** What you should do **
Which rows below contain the string "foundation"? Return each such row in full, matching case exactly.

** Recorded data **
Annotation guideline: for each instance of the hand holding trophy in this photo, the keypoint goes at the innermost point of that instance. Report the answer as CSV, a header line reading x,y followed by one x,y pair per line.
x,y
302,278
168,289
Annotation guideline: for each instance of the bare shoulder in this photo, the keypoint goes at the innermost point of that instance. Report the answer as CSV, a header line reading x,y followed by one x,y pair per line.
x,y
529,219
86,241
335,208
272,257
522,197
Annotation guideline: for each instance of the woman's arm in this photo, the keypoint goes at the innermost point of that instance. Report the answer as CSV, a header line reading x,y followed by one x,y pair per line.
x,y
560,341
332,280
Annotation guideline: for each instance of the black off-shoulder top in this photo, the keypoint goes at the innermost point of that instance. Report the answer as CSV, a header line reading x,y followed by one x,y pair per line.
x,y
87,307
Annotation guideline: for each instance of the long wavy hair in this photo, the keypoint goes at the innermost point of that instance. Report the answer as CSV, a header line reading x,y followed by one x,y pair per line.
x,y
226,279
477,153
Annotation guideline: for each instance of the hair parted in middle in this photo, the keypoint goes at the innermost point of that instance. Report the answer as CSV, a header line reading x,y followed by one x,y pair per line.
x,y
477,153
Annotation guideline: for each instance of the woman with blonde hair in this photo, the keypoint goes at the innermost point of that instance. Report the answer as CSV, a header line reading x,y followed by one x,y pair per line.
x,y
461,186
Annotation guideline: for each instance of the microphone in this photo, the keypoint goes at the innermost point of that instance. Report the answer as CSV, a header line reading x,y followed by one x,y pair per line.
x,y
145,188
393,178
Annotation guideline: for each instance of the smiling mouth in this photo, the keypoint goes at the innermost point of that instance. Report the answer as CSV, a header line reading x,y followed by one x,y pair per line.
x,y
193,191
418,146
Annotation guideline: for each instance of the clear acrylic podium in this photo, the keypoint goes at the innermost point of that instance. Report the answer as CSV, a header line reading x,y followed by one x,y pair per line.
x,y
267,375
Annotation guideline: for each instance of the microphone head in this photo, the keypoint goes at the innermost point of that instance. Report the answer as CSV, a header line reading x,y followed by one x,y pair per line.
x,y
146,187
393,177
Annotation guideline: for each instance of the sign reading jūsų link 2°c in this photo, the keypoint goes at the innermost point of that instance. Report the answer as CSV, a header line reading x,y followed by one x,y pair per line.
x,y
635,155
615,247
...
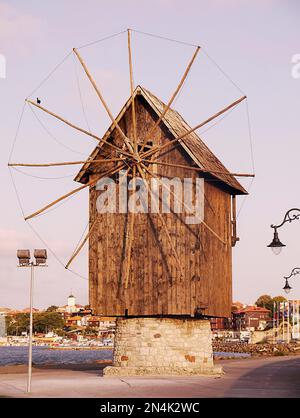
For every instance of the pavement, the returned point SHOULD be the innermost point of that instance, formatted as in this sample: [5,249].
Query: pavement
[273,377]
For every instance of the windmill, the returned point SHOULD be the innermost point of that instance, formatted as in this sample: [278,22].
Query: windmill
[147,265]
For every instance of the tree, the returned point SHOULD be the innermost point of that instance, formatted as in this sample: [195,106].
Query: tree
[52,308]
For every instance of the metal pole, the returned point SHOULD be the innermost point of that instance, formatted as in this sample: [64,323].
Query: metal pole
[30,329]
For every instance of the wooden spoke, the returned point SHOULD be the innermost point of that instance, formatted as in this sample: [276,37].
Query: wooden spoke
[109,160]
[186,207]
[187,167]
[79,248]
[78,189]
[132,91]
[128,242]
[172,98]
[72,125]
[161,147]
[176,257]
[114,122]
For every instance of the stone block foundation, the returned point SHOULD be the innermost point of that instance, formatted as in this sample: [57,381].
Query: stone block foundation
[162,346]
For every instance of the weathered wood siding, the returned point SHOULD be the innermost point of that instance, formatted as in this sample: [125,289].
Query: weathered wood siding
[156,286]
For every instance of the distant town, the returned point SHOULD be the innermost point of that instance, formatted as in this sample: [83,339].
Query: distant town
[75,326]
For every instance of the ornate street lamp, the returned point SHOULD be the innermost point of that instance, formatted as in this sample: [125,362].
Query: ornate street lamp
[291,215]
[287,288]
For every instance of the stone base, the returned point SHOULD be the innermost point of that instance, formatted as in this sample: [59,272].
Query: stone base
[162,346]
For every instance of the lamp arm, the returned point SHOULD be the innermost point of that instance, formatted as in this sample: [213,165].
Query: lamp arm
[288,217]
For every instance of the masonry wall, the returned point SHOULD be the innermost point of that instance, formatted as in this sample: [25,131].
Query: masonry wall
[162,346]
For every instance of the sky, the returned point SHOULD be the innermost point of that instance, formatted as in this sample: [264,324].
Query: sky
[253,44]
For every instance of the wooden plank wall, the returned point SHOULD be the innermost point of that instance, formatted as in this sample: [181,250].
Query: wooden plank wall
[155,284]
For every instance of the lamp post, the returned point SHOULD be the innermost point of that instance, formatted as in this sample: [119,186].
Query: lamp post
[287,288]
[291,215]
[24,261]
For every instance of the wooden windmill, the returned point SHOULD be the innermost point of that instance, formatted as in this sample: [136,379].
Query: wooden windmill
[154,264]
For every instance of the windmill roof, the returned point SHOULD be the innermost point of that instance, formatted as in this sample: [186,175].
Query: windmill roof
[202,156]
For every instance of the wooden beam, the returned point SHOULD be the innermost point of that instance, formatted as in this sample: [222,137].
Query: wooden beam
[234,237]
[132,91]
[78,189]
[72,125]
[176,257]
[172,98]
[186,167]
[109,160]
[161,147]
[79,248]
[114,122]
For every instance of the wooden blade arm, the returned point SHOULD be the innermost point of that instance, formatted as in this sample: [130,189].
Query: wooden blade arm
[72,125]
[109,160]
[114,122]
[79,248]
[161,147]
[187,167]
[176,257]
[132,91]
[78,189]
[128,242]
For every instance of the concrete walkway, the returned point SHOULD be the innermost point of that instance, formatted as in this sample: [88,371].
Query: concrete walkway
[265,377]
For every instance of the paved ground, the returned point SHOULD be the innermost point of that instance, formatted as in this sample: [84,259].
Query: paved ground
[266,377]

** Exercise output **
For every instance of the stone block foundation, the returned point SHOULD be the innermost point of that instance, formatted as in this sample: [57,381].
Query: stone block foundation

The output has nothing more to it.